[Begin]
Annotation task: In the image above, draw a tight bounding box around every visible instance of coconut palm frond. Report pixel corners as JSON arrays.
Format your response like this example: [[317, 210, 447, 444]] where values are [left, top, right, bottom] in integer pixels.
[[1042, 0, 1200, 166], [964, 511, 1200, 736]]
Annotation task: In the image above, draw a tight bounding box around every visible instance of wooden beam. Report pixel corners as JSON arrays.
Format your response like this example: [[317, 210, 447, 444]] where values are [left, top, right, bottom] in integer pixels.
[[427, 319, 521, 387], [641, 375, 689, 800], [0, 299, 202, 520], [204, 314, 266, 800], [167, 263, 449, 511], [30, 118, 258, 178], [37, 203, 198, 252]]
[End]
■ GIVEN EXERCISE
Can you set down every line of the listing above again, unchanged and in the same order?

■ TASK ANSWER
Annotation task: In the image above, draw a tight bounding box around every visible instance of coconut palm frond. Report pixel corners as JSON arrays.
Format your response like this example: [[317, 210, 447, 444]] where values are [left, top, right, bottom] in integer pixels.
[[1042, 0, 1200, 166], [964, 511, 1200, 736]]
Annotation task: In the image above, draw a tight bounding box around every visible instance of wooden beam. Report pixel corners as JSON arrays.
Format your response like this example: [[317, 210, 447, 444]] where values are [left, top, right, bottom] in integer pixels.
[[427, 319, 521, 387], [641, 375, 689, 800], [0, 299, 202, 520], [204, 314, 266, 800], [167, 263, 449, 511], [30, 118, 258, 178], [37, 203, 198, 252]]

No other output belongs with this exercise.